*** Task input ***

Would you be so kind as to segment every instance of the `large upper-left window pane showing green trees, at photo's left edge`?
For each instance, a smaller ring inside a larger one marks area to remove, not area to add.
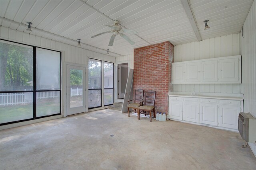
[[[0,91],[33,90],[33,47],[0,41]]]

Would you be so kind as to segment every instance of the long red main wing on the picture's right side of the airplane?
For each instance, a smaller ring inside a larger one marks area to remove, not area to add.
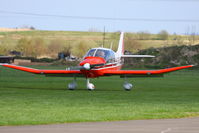
[[[193,65],[180,66],[159,70],[107,70],[105,76],[120,75],[121,77],[161,77],[164,73],[177,71],[185,68],[193,67]]]

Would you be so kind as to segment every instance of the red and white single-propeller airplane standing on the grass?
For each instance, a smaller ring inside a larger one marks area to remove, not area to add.
[[[94,90],[94,84],[90,83],[91,78],[113,76],[118,75],[124,78],[123,87],[125,90],[129,91],[132,89],[133,85],[127,82],[126,78],[129,77],[162,77],[163,74],[193,67],[193,65],[179,66],[173,68],[165,68],[159,70],[121,70],[124,64],[124,58],[145,58],[154,57],[152,55],[124,55],[124,32],[121,32],[118,49],[114,52],[108,48],[92,48],[90,49],[83,60],[79,63],[79,66],[75,68],[66,68],[66,70],[41,70],[29,67],[17,66],[13,64],[0,64],[4,67],[9,67],[12,69],[17,69],[29,73],[40,74],[52,77],[73,77],[73,82],[68,84],[69,90],[74,90],[77,88],[76,77],[86,78],[86,88],[88,90]]]

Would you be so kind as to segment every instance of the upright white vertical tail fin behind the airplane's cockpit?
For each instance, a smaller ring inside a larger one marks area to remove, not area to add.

*** End of Task input ***

## [Requirement]
Copy every record exactly, dropping the images.

## [Expected output]
Would you be so kind as to segment every instance of the `large upper-left window pane showing green trees, at photo's left edge`?
For each instance, a smaller ring inside a larger one marks area to remove, not area to add.
[[[0,91],[33,90],[33,47],[0,41]]]

Would you be so kind as to segment every instance of the long red main wing on the picture's right side of the airplane?
For each instance, a smaller ring inside a larger one marks area to remove, not area to add.
[[[193,65],[180,66],[159,70],[107,70],[105,76],[120,75],[121,77],[161,77],[164,73],[177,71],[185,68],[193,67]]]

Would you be so kind as to segment every instance of the red and white single-propeller airplane standing on the grass?
For each instance, a smaller ring inside a larger one marks area to remove, not area to add.
[[[94,90],[94,84],[90,83],[91,78],[113,76],[118,75],[124,78],[123,87],[125,90],[129,91],[132,89],[133,85],[127,82],[126,78],[129,77],[162,77],[163,74],[193,67],[193,65],[179,66],[173,68],[165,68],[159,70],[121,70],[124,64],[124,58],[145,58],[154,57],[152,55],[124,55],[124,32],[121,32],[118,49],[114,52],[108,48],[92,48],[90,49],[83,60],[79,63],[79,66],[75,68],[66,68],[66,70],[41,70],[29,67],[17,66],[13,64],[0,64],[4,67],[9,67],[12,69],[17,69],[29,73],[40,74],[52,77],[73,77],[73,82],[68,84],[69,90],[74,90],[77,88],[76,77],[86,78],[86,88],[88,90]]]

Would you be so kind as to segment every instance of the upright white vertical tail fin behind the airplane's cockpit?
For each instance, a smaller ring inside a larger one marks area to remove, not area to add.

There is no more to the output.